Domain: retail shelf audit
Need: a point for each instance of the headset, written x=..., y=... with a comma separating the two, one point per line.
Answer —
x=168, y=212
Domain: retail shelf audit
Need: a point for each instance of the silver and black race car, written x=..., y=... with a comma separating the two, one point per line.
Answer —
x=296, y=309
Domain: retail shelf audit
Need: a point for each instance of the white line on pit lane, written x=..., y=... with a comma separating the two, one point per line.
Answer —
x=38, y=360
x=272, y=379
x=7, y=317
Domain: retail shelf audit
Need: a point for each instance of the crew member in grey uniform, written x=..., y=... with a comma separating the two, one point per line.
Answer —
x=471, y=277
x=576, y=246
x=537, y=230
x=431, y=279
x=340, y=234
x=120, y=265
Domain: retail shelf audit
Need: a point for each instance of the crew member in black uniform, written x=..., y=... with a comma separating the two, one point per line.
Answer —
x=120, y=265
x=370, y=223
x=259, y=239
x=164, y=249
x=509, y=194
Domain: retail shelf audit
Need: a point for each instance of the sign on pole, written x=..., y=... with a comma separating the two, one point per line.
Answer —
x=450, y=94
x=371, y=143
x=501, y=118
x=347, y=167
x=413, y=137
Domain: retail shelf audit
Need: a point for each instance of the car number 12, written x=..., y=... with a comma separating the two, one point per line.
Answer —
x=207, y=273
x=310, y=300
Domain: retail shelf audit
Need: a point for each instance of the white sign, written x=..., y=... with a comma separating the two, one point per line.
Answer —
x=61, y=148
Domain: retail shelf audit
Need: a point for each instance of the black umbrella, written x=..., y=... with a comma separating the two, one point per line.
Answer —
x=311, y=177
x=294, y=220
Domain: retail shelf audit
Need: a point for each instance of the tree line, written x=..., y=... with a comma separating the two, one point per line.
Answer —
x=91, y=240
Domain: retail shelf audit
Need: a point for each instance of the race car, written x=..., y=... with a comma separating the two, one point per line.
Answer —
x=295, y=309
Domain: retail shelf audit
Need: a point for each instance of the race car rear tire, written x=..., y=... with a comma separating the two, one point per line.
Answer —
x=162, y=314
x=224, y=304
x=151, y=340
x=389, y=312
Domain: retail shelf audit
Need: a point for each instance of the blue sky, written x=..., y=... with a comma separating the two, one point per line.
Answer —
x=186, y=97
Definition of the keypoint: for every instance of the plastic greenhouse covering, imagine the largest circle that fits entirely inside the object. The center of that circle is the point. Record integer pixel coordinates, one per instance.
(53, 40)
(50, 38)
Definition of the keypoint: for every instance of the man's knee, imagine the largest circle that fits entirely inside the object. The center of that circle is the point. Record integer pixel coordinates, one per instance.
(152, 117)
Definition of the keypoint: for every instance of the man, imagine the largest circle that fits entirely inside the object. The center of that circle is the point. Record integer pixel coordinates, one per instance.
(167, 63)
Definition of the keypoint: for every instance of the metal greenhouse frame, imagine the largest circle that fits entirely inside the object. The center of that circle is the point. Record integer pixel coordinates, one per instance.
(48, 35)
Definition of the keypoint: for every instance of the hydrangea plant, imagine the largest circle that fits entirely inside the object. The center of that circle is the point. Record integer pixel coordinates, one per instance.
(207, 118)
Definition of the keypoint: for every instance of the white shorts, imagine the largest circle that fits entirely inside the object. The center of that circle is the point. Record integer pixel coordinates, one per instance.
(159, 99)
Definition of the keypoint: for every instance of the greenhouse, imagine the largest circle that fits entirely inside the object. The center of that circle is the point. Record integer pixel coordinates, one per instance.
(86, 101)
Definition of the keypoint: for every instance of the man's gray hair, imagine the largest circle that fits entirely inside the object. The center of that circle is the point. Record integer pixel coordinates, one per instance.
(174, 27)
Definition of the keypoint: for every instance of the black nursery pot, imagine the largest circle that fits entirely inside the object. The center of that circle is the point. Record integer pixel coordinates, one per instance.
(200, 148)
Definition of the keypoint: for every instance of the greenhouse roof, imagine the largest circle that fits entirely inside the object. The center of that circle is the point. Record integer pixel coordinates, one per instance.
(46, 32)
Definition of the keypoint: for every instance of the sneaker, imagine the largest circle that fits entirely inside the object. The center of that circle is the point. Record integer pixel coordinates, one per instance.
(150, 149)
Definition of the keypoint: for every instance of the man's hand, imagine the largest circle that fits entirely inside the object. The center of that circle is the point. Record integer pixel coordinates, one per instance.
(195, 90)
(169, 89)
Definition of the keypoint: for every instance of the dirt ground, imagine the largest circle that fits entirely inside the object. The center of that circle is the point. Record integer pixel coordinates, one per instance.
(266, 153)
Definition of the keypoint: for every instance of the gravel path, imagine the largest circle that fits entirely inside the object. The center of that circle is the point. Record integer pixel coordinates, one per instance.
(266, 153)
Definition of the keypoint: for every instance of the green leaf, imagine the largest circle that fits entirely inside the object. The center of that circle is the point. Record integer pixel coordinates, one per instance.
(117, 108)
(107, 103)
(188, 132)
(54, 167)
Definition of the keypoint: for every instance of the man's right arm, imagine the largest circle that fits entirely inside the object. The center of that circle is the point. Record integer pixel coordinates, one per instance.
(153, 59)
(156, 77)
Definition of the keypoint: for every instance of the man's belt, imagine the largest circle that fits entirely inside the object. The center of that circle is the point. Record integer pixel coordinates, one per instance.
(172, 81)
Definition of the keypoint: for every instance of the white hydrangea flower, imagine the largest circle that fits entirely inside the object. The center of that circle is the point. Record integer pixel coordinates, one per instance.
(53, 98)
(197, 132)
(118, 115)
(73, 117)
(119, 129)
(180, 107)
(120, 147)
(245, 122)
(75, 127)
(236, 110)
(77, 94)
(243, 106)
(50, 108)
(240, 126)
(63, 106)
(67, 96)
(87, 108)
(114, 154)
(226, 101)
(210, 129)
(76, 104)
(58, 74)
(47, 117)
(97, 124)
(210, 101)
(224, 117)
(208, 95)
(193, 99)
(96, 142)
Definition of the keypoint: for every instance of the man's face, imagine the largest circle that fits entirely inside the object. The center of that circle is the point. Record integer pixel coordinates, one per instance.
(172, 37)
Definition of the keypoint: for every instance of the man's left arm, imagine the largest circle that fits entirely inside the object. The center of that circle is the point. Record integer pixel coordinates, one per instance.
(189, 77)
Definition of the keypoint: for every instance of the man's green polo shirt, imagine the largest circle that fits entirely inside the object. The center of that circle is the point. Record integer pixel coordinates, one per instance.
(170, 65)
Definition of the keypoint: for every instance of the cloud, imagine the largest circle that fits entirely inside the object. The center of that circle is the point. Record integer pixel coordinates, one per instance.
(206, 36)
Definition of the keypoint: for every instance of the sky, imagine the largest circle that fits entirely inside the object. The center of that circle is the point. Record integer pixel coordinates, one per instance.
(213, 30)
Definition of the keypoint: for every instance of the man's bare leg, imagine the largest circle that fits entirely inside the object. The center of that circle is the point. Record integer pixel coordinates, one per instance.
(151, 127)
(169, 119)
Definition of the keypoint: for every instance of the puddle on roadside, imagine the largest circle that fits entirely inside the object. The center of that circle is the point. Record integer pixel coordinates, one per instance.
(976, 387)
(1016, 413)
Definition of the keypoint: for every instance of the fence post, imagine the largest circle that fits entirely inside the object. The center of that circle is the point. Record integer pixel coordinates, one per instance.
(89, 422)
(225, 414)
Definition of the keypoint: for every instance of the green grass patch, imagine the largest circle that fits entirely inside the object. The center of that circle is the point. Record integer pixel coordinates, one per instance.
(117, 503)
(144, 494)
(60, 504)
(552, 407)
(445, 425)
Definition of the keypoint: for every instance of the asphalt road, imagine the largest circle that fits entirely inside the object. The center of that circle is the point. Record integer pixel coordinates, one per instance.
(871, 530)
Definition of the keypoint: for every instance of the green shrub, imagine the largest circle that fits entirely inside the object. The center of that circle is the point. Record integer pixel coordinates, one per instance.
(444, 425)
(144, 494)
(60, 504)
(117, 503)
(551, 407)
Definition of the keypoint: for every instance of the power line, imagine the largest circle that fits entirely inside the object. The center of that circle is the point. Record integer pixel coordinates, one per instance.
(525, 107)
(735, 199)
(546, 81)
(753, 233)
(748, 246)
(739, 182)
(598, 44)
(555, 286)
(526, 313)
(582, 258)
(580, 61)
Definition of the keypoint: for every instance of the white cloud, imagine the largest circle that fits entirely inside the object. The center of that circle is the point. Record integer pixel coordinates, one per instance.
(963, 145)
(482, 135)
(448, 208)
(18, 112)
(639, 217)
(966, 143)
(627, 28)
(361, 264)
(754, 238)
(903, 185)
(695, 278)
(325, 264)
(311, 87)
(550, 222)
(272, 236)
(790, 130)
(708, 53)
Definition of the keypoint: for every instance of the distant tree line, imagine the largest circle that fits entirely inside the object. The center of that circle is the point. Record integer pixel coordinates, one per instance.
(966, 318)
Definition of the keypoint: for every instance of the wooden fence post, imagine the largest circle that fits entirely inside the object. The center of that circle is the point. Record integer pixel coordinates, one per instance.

^^^^

▶ _TASK ITEM_:
The line with "Need: a point for each instance of the silver" marks the end; reproduce exactly every line from the start of the entries up to it, that line included.

▶ _RESPONSE AREA_:
Domain: retail shelf audit
Need: a point for each instance of the headset, written x=..., y=... with a comma separating the two, one point per line.
Answer —
x=168, y=212
Domain: retail shelf audit
Need: a point for each instance of the silver and black race car, written x=..., y=... with a comma separating the two, one point per line.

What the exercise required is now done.